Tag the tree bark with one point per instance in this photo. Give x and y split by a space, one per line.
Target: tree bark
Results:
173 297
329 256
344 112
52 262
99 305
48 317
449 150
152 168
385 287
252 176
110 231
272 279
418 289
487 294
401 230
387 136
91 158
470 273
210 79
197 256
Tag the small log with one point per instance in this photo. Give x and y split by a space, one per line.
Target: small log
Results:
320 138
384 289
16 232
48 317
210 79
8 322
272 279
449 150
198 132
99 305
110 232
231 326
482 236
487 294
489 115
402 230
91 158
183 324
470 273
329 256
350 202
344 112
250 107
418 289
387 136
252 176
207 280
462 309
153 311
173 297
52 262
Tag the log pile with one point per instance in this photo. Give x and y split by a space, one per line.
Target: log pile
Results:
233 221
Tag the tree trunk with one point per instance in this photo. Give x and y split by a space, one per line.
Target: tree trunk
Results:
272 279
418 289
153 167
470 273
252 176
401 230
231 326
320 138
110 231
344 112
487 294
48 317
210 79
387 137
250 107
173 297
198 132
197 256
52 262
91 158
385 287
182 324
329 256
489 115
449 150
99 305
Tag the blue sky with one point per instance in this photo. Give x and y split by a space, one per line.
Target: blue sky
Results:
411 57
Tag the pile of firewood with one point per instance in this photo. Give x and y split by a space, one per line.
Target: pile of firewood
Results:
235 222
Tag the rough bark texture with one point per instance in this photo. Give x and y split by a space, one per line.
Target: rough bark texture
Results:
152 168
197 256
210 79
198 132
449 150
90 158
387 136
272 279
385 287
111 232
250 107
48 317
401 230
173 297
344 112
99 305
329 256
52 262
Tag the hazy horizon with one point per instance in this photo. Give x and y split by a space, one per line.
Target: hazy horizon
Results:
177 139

--

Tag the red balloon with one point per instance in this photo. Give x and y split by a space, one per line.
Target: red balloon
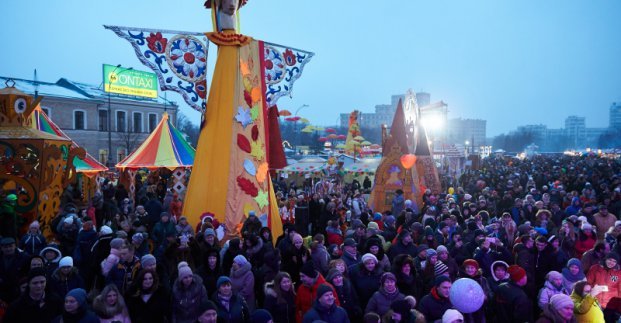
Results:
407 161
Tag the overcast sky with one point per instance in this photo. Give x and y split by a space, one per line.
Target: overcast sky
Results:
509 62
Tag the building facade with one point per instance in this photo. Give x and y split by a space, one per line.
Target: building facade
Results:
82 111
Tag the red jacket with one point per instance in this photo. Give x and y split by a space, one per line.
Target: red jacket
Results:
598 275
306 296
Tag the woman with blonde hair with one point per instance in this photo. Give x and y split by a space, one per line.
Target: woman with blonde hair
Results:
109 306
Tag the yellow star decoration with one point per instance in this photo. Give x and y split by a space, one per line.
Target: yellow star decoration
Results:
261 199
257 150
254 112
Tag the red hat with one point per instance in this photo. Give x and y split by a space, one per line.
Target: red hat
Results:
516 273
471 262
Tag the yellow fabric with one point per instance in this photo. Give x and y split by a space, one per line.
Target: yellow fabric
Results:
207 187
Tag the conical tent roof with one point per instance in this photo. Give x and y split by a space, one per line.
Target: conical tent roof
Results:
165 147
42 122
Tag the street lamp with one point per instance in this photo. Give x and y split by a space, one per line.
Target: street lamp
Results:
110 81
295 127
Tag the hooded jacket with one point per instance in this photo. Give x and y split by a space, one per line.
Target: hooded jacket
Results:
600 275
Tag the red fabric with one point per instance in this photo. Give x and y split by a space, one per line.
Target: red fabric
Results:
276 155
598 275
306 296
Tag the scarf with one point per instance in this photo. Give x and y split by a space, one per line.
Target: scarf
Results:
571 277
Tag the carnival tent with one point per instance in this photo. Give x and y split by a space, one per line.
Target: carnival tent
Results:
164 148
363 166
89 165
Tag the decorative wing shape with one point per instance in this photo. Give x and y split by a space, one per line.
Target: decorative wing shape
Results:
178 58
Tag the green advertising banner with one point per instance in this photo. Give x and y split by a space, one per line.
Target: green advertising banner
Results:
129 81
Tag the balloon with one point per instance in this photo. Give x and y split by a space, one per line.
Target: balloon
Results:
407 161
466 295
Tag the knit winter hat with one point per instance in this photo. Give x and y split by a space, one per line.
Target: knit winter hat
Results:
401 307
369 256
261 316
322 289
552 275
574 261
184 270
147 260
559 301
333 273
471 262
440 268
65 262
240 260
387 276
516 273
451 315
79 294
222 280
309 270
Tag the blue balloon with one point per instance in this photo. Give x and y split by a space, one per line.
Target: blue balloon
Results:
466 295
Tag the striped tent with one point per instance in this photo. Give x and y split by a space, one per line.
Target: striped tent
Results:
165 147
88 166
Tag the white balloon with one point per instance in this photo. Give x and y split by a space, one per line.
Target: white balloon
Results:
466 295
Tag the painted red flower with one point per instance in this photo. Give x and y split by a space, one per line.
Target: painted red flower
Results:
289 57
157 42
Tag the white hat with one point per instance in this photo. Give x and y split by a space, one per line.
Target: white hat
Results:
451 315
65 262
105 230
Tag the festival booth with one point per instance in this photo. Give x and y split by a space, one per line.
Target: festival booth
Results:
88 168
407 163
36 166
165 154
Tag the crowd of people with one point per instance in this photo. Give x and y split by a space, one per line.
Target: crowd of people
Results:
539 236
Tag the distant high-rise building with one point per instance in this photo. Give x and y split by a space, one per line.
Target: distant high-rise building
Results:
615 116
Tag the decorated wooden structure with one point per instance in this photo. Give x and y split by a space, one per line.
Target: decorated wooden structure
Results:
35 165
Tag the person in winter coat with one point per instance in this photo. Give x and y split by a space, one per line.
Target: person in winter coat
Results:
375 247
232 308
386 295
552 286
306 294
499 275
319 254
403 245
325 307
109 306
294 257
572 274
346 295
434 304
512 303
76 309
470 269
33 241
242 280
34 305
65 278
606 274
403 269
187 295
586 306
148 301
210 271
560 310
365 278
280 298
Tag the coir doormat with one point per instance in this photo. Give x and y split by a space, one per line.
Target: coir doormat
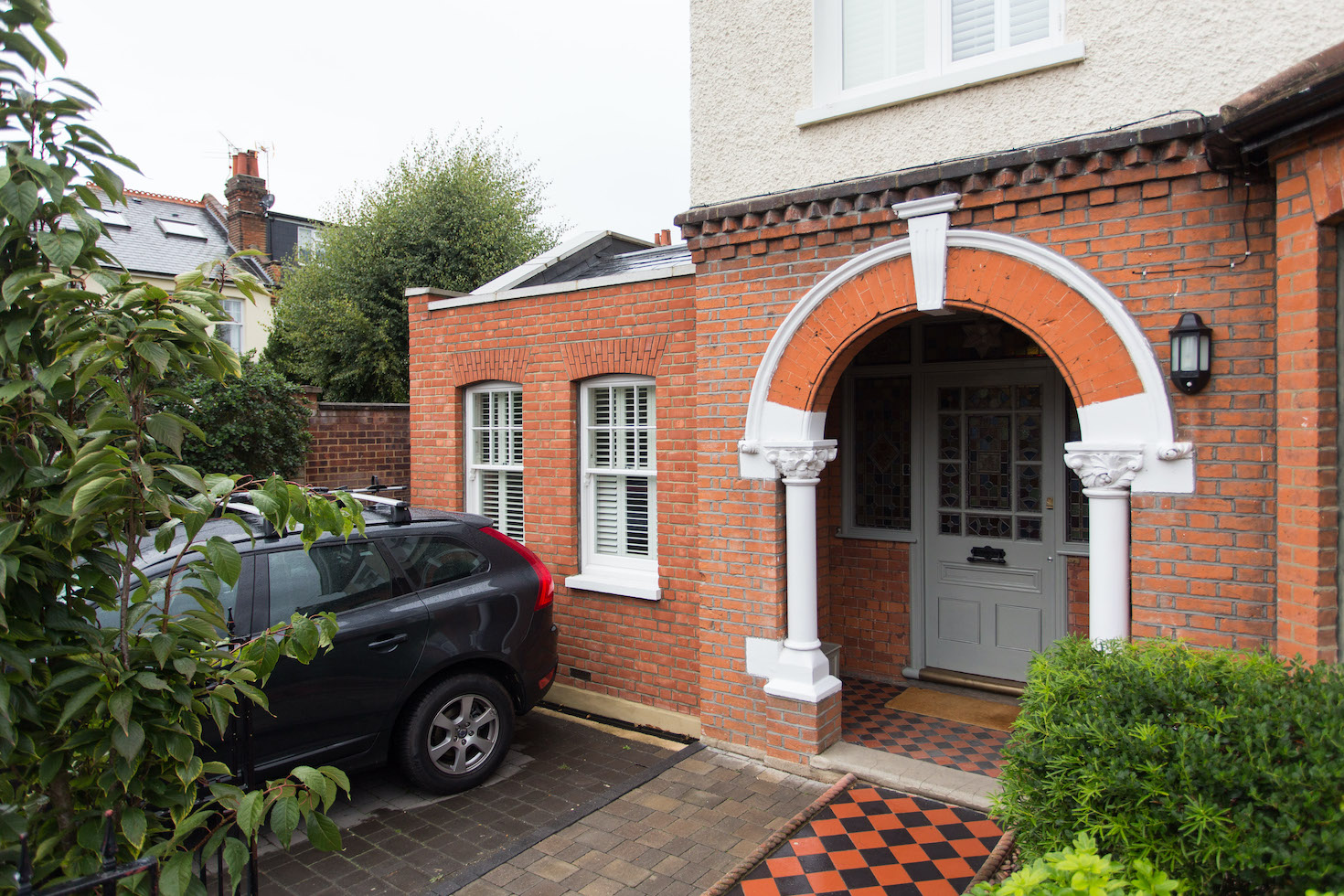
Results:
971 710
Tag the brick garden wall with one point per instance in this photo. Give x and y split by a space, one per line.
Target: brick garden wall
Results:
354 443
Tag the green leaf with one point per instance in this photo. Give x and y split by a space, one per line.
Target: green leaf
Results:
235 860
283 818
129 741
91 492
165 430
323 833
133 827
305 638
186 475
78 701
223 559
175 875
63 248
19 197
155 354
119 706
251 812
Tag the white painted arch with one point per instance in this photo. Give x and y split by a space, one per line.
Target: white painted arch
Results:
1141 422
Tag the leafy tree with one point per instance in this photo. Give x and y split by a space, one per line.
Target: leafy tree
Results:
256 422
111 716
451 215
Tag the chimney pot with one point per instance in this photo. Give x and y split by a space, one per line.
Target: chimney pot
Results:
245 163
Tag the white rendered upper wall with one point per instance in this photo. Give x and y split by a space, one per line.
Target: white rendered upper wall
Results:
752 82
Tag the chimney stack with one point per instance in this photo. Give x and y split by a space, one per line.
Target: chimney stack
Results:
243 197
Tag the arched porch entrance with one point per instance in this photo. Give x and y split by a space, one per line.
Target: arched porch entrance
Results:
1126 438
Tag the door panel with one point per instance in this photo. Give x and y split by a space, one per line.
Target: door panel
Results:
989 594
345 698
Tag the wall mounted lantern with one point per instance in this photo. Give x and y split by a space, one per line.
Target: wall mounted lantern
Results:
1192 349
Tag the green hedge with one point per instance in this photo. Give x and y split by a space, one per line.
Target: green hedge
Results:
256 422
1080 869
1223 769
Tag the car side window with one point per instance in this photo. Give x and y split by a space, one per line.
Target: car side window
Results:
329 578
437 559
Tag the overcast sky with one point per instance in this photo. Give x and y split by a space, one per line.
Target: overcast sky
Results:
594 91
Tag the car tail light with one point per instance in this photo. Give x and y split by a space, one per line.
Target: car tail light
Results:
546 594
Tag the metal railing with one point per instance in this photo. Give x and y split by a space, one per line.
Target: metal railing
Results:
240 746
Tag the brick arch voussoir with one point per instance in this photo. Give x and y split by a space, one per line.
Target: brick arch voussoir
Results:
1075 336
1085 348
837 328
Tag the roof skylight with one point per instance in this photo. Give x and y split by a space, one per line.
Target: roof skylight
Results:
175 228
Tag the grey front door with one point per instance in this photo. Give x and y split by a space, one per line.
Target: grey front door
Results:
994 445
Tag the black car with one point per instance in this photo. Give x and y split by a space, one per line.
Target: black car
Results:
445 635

■ Wat te doen: Noem het aantal regels in de rijen hierboven waarin de tekenreeks "decorative" voorkomt, waarbij hoofdletters en kleine letters verschillen. Geef alleen dat getal.

■ Uitvoer: 2